What the task requires - Reproduce every line of the data below word for word, with no changes.

Provided records -

------------------------------------------------

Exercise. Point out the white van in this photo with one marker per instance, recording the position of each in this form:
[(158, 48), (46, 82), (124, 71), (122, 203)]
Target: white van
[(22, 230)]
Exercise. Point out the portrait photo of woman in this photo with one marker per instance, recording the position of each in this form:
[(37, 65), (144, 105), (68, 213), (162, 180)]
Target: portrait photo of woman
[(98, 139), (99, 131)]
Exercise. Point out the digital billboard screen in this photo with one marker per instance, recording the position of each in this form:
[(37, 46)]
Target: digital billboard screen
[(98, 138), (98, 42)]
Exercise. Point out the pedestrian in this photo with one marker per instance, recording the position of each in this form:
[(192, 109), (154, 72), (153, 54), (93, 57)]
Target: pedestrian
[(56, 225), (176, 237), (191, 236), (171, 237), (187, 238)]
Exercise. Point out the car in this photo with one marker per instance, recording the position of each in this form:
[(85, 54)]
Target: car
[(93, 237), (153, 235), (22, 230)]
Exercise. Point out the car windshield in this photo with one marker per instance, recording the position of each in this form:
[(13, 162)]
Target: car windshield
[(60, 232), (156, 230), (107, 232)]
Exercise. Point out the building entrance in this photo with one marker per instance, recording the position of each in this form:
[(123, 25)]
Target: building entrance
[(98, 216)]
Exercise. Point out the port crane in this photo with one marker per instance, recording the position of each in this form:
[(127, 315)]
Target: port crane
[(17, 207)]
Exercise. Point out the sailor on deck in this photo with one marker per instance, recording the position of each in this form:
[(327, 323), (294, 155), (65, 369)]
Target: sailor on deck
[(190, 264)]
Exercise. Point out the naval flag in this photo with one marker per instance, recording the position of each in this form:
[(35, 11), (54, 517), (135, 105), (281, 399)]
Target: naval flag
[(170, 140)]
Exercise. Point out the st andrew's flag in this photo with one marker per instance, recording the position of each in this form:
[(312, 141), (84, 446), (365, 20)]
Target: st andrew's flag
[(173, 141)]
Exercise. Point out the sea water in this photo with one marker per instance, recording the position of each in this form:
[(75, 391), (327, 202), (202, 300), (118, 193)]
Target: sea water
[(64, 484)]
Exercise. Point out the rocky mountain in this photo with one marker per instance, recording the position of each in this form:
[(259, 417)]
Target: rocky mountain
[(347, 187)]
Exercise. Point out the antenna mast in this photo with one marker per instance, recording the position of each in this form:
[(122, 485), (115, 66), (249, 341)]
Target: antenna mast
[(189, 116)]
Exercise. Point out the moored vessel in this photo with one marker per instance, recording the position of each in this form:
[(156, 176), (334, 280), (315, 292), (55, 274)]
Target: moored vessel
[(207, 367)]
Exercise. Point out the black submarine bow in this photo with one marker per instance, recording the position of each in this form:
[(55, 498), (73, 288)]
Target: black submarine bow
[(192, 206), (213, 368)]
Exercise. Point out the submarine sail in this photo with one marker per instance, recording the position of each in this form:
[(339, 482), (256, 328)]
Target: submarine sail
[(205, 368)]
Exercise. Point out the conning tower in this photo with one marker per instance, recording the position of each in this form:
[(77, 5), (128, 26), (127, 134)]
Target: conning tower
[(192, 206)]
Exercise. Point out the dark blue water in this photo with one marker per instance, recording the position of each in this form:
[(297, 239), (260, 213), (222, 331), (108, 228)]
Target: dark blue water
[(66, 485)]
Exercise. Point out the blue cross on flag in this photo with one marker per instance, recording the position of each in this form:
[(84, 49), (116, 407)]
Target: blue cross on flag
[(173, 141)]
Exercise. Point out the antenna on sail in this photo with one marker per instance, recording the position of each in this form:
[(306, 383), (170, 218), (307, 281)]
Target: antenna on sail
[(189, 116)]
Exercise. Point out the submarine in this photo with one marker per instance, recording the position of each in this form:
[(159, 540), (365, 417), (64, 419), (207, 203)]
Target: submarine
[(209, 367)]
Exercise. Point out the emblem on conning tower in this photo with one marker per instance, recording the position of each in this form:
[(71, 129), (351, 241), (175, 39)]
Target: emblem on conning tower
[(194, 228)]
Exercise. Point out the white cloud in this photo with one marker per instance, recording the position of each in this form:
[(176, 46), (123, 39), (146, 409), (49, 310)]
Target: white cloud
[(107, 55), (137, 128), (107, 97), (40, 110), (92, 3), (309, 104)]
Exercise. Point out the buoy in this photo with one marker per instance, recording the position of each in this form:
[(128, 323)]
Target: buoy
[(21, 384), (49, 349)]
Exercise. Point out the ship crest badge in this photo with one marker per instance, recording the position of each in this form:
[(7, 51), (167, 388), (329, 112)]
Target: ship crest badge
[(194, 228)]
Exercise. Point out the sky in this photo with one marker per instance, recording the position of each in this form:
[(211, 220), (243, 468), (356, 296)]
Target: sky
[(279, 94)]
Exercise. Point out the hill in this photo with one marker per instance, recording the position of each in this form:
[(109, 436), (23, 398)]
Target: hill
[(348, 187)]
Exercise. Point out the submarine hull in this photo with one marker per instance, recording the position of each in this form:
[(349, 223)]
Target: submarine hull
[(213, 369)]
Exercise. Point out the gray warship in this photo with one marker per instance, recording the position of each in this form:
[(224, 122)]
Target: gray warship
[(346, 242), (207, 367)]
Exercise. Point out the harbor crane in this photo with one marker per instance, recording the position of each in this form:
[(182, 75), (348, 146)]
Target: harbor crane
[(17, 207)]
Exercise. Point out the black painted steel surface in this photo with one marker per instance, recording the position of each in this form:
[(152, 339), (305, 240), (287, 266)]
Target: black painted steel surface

------------------------------------------------

Complete output -
Exercise. Point out the white van in this photo with one marker per instance, recording the position of each in this form:
[(158, 48), (46, 82), (124, 71), (122, 203)]
Target: white van
[(22, 230)]
Exercise. Point out the portrait photo of woman in this photo with one marker per instance, recording the position of each in this form:
[(37, 65), (144, 105), (68, 213), (162, 180)]
Target: portrait photo of woman
[(98, 139), (99, 131)]
Exercise. Point out the digital billboard screen in this photo with one marker per instance, recording the position of each in this form:
[(37, 46)]
Target: digital billboard screen
[(98, 138), (98, 42)]
Exercise. Point out the pedestrian in this photo with one marker per instance, recording the position of each in this form:
[(192, 109), (154, 72), (153, 54), (93, 57)]
Target: pedestrian
[(56, 225), (176, 237), (191, 236), (171, 237), (187, 238)]
Exercise. Point out the car in this photo with one marker per instance, recording the position of each in this form:
[(85, 54)]
Target: car
[(93, 237), (153, 235), (22, 230)]
Exercise. Point out the car windshield in this photo with one marker per instance, recording the position of each in this form:
[(13, 162)]
Target: car windshield
[(60, 232), (156, 230), (107, 232)]
Exercise. Point out the building entrance in this photo with one marker per instance, recording the position of each in this form:
[(123, 25)]
Target: building entrance
[(98, 216)]
Exercise. Point out the port crane in this photo with one marker per instance, recording the position of each in this form:
[(127, 315)]
Target: port crane
[(17, 207)]
Exercise. Point out the sailor on deck in this photo with one marker per instance, recording the position of each in this form:
[(327, 323), (294, 155), (65, 369)]
Target: sailor on deck
[(190, 264)]
Exercise. Point out the naval flag in this photo with one marker per instance, recording the position of each in this form:
[(35, 11), (54, 517), (135, 105), (281, 399)]
Target: naval flag
[(170, 140)]
Exercise. Point out the st andrew's flag in this photo with one marker per instance, recording the position of each in this form:
[(312, 141), (84, 446), (365, 20)]
Target: st andrew's flag
[(173, 141)]
Exercise. Point out the sea water in this photo with one marker per instance, recording the position of each in this form:
[(75, 391), (327, 202), (202, 300), (118, 193)]
Target: sea water
[(64, 484)]
Exercise. Point out the rocky mountain in this photo with one marker per instance, recording the position of each in this form:
[(259, 417)]
Target: rocky mountain
[(347, 187)]
Exercise. Point out the antenna mast in this photo with one marker per instance, recording the position of each in this form:
[(122, 485), (115, 66), (249, 341)]
Target: antenna mast
[(189, 116)]
Exercise. Point out the moored vessel in this photo with one marker per instance, recording the position of each in this form:
[(156, 176), (334, 280), (315, 292), (55, 274)]
Target: moored vessel
[(207, 367)]
Exercise. Point out the black submarine bow in this photo with one marker per instance, recording the position of each in this form:
[(55, 498), (73, 288)]
Target: black submarine bow
[(192, 206), (213, 368)]
Exercise. Point out the submarine sail in this photo with one marker per instance, recording the position of each in this form:
[(339, 482), (256, 328)]
Target: submarine sail
[(205, 368)]
Exercise. Point out the conning tower in this photo with one marker per instance, recording the position of each in this form:
[(77, 5), (128, 26), (127, 134)]
Target: conning tower
[(192, 206)]
Exercise. Point out the dark blue water in this photo with one marker per instance, recording the position of each in this form:
[(297, 239), (260, 213), (222, 331), (108, 228)]
Target: dark blue water
[(66, 485)]
Exercise. Point out the blue cross on flag in this photo with one marker per instance, recording the position of each in this form:
[(84, 49), (116, 407)]
Target: blue cross on flag
[(173, 141)]
Exercise. Point out the antenna on sail in this photo with one marker per instance, recording the position of each in this form:
[(306, 383), (170, 218), (307, 281)]
Target: antenna on sail
[(189, 116)]
Exercise. Point out the submarine in this photo with one marker per instance, recording the position of each in this form:
[(159, 540), (365, 417), (64, 419), (207, 203)]
Target: submarine
[(209, 367)]
Exercise. Point out the emblem on conning tower in this photo with one marker per instance, recording the position of each in this form:
[(71, 129), (351, 241), (175, 39)]
Target: emblem on conning tower
[(194, 228)]
Exercise. Point out the white cloud in this photo with one marker per instance, recording the position of each in this form:
[(176, 46), (123, 39), (146, 409), (49, 310)]
Target: white cloud
[(107, 55), (137, 128), (107, 97), (40, 110), (92, 3), (309, 104)]
Exercise. Point out the buoy in this photo with one marker per instance, recording the position of each in this form:
[(128, 323)]
Target: buoy
[(21, 384), (49, 349)]
Exercise. Point out the ship crest badge in this photo with one marker per instance, recording the position of each in this form:
[(7, 51), (167, 388), (329, 112)]
Target: ship crest badge
[(194, 228)]
Exercise. Point out the sky in this photo with one marker per instance, recording the position of each in this form:
[(211, 220), (243, 468), (356, 296)]
Target: sky
[(279, 94)]
Exercise. Point out the hill in this photo with one marker per instance, recording the position of each in this form:
[(109, 436), (23, 398)]
Target: hill
[(348, 187)]
Exercise. Point out the submarine hull in this photo with one marker per instance, recording the position of each in this form:
[(349, 223)]
Target: submarine hull
[(213, 369)]
Exercise. Point out the gray warship in this photo with one marker per instance, recording the position of each in this form:
[(224, 122)]
Target: gray warship
[(346, 242), (207, 367)]
Exercise. Point out the harbor crane in this photo with one marker per instance, recording the position of each in this form:
[(182, 75), (348, 146)]
Target: harbor crane
[(17, 207)]
Exercise. Point out the black painted steel surface in this photo with one marker per instance, recording the position of each in this form:
[(152, 339), (305, 240), (287, 266)]
Target: black painted steel surface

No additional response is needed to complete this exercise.